-- Start Record set --
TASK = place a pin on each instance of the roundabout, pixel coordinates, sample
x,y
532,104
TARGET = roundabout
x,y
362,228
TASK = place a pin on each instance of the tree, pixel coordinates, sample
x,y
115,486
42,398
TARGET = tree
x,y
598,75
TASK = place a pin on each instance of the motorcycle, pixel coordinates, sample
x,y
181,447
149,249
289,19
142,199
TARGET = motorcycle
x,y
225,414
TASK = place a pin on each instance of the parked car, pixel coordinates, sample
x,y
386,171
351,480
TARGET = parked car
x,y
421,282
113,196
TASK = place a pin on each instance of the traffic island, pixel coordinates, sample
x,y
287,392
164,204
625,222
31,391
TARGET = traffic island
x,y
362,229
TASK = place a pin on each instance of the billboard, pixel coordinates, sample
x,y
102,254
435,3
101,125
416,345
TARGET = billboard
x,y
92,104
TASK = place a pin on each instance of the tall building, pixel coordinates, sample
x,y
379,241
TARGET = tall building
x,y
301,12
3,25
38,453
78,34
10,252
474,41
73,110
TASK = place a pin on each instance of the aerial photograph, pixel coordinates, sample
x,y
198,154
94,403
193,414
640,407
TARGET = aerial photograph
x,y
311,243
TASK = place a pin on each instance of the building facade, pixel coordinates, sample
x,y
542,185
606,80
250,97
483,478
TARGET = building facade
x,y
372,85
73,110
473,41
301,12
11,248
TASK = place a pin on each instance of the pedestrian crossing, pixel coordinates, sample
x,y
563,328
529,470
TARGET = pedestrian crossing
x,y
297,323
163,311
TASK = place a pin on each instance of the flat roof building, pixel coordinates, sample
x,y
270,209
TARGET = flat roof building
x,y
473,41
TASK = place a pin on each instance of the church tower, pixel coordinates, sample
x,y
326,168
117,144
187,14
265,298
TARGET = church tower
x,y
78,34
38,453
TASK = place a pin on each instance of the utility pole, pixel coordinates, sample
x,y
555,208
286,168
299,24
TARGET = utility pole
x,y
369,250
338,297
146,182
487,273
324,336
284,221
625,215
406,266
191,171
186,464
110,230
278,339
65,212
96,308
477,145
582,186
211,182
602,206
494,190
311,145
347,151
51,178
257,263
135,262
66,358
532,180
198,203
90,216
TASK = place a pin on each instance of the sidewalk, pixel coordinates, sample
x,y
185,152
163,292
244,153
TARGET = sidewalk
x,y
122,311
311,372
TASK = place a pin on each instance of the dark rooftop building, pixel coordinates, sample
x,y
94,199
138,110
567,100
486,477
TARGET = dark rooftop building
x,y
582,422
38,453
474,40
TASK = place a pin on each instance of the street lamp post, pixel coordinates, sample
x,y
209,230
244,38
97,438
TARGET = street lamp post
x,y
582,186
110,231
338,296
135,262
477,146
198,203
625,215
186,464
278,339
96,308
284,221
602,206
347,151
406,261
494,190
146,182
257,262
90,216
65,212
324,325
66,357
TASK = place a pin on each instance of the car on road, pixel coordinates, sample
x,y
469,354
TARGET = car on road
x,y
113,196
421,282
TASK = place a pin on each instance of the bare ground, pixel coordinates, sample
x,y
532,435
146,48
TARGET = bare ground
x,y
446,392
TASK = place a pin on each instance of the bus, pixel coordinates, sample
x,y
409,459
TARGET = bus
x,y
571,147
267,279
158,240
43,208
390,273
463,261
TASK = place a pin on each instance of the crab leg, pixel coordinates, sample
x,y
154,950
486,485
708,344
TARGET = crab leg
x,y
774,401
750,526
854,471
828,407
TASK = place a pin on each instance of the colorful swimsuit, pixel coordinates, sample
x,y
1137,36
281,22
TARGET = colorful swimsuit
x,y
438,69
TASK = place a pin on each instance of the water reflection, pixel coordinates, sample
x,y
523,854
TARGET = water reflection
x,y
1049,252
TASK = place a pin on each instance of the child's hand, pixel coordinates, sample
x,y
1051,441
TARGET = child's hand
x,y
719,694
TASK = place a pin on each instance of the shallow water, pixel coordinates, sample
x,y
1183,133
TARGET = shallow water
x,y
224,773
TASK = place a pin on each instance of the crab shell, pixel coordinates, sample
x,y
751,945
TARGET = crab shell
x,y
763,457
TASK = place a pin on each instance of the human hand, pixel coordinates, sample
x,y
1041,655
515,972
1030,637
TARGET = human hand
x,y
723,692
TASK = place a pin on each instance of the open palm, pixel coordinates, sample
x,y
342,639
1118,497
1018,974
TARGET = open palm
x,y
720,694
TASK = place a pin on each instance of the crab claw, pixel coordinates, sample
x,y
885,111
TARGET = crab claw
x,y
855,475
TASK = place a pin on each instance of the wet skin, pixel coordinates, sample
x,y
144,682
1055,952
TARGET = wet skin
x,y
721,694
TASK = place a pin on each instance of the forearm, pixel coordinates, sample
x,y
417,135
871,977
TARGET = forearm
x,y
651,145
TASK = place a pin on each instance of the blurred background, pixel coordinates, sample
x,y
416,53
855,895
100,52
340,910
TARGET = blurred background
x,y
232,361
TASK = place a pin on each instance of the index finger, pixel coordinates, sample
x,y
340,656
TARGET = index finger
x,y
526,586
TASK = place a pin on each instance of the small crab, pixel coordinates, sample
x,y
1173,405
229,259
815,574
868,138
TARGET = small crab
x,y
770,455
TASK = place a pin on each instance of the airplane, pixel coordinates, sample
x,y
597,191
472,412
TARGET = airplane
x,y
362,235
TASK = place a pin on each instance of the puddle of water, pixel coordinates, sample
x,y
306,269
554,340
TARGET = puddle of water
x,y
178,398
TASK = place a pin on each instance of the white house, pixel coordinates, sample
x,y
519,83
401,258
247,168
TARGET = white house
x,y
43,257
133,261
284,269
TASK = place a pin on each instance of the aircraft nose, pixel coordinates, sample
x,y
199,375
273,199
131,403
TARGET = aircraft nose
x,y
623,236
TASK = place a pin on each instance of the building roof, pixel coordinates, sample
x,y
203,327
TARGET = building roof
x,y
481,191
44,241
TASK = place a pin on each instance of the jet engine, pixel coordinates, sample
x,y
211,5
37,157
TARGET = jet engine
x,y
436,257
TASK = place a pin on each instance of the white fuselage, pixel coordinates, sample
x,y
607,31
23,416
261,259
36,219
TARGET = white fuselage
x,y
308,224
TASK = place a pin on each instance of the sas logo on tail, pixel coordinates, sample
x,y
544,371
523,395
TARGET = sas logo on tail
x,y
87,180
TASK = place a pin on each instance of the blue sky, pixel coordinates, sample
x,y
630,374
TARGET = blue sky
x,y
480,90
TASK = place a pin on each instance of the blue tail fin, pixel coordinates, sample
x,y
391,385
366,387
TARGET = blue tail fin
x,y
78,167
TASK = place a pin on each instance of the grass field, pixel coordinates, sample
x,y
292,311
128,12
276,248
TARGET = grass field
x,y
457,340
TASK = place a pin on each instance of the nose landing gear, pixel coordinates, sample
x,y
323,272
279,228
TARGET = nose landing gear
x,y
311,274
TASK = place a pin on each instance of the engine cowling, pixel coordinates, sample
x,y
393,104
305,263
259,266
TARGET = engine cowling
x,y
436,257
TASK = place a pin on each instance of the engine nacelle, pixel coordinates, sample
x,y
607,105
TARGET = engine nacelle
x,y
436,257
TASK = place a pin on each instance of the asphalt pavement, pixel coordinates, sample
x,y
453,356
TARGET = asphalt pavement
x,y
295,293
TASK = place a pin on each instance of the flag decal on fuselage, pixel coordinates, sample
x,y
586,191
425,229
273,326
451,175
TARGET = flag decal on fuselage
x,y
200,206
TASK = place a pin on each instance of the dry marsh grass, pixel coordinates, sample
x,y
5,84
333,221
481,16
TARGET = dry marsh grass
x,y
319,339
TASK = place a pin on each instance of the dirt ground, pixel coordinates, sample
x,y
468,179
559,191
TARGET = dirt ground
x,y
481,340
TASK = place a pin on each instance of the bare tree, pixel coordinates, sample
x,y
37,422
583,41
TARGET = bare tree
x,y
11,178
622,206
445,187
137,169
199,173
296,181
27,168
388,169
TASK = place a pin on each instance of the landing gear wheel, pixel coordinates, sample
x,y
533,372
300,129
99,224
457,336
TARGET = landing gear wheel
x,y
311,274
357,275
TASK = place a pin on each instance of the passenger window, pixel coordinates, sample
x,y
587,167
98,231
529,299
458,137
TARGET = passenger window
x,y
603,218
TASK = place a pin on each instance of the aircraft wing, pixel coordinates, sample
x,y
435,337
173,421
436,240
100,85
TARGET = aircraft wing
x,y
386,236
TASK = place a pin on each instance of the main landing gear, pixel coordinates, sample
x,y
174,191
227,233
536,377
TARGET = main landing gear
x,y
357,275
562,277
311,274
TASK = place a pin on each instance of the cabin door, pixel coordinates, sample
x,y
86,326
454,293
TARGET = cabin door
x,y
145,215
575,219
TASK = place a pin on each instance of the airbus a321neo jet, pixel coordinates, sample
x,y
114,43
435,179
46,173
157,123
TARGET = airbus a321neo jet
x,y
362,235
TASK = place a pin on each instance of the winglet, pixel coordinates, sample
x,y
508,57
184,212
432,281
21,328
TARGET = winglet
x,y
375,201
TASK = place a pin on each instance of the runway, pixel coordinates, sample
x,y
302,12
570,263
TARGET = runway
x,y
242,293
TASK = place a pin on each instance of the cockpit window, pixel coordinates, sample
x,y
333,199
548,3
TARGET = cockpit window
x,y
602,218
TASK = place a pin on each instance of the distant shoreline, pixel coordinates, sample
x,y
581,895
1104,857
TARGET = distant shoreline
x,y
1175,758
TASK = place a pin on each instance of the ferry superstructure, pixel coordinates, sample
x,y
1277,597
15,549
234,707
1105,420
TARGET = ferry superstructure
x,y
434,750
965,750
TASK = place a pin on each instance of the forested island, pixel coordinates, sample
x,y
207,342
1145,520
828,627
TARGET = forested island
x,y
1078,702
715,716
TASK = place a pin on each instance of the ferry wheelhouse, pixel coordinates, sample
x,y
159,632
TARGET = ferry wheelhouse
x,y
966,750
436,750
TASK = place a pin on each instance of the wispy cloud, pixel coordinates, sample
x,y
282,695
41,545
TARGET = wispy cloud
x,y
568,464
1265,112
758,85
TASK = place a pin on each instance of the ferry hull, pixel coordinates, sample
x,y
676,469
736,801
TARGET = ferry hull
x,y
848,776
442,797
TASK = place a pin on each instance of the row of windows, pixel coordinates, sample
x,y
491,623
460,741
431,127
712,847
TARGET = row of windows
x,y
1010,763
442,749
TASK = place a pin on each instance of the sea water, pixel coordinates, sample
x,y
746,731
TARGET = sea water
-- End Record set --
◆ **Problem statement**
Could you turn the stretch from the line containing "hull, pixel coordinates, sample" through the end of the records into a numbered list, leaving out any blank lines?

◆ **The reply**
1. TASK = place a pin on each instance of the ferry hull, pixel coordinates, sample
2. x,y
3. 676,469
4. 736,801
5. TARGET = ferry hull
6. x,y
7. 848,776
8. 442,797
9. TASK = place a pin on each instance of the row of windows, pixel coordinates, sample
10. x,y
11. 491,623
12. 460,741
13. 431,127
14. 712,847
15. TARGET = row of windows
16. x,y
17. 1010,763
18. 442,749
19. TASK = place a pin on each instance of the sea water, pixel coordinates, sample
20. x,y
21. 746,731
22. TARGET = sea water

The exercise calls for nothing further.